┌─ ARTICOLO
È un tempo buio e tempestoso quello che stiamo vivendo. Senza neanche più, a difenderci, un asso dell’aviazione della Prima guerra mondiale come Snoopy. Lo spericolato bracchetto che, a bordo della sua cuccia trasformata in biplano da caccia Sopwith Camel, indossati occhialoni, casco da pilota e sciarpa svolazzante, intrecciava epici duelli aerei con il triplano Fokker del malvagio barone (rosso) Manfred von Richthofen, l’unico che incarnasse negli anni sessanta della contestazione, della guerra in Vietnam, il “nemico” sul quale tutta l’America concordava.

Certo, capitava a volte che, duellando sui cieli di Francia, il pericoloso quanto invisibile avversario – costantemente maledetto a gran voce: “Un giorno ti avrò Barone Rosso” – gli sforacchiasse la cuccia, ops scusate: la carlinga, e Snoopy fosse costretto ad abbandonare il suo biplano atterrando, vergognosamente, sulla propria scodella, o talvolta si paracadutasse dietro le linee nemiche dove, immancabilmente, avrebbe incontrato affascinanti ragazze francesi da corteggiare, offrendo loro orzate o ciambelle.

Il fatto è che, dal 12 febbraio 2000, siamo rimasti orfani del papà di Snoopy, il cantastorie Charles M. Schulz (del quale il 26 novembre 2022 ricorre il centesimo anniversario dalla nascita), “rassicurante anomalia della modestia nell’epoca della vanità e del marketing”, ebbe a descriverlo Vittorio Zucconi; “geniale creatore delle avventure più miti, più dolci, più limpide dell’ultimo mezzo secolo”, scrisse di lui Fernanda Pivano. […]

Charles Schulz aveva avuto un’educazione luterana, ma, come ricordava lui stesso: «la domenica a mio padre piaceva andare a pesca, e così non andavamo mai in chiesa». Fin quando scoppia la guerra e Sparky parte per il fronte europeo, assegnato alla compagnia Bravo dell’Ottavo Battaglione di Fanteria Corazzata.
└─
┌─ DATI FORNITI
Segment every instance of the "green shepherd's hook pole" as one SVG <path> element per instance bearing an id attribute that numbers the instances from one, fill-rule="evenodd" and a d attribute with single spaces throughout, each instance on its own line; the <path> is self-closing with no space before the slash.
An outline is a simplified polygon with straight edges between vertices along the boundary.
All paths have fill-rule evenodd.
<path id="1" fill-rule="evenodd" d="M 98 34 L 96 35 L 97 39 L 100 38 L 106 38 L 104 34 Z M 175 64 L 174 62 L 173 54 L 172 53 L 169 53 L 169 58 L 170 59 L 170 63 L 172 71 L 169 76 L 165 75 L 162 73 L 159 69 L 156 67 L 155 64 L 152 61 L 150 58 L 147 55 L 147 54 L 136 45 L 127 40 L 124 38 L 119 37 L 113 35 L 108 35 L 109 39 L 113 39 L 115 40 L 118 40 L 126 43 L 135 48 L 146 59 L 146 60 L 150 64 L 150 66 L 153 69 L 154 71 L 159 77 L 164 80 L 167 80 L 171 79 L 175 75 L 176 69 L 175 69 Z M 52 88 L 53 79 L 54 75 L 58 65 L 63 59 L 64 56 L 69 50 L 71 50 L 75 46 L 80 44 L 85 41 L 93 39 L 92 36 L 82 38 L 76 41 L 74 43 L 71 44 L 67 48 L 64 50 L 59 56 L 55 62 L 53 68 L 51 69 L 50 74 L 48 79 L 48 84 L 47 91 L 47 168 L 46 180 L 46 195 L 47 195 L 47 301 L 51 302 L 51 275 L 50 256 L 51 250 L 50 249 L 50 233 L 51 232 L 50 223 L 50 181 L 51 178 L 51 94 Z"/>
└─
*ESERCIZI*.
**a)** Secondo l'articolo su Snoopy, in quale data ricorre il centesimo anniversario della nascita di Charles M. Schulz?
**b)** Estrai dall'articolo su Snoopy tutto il testo da "Certo, capitava a" giù fino a "orzate o ciambelle.".
I dati non hanno alcun ruolo in questi esercizi.

*SOLUZIONI*.
**a)** Il 26 novembre 2022.

**b)**
Certo, capitava a volte che, duellando sui cieli di Francia, il pericoloso quanto invisibile avversario – costantemente maledetto a gran voce: “Un giorno ti avrò Barone Rosso” – gli sforacchiasse la cuccia, ops scusate: la carlinga, e Snoopy fosse costretto ad abbandonare il suo biplano atterrando, vergognosamente, sulla propria scodella, o talvolta si paracadutasse dietro le linee nemiche dove, immancabilmente, avrebbe incontrato affascinanti ragazze francesi da corteggiare, offrendo loro orzate o ciambelle.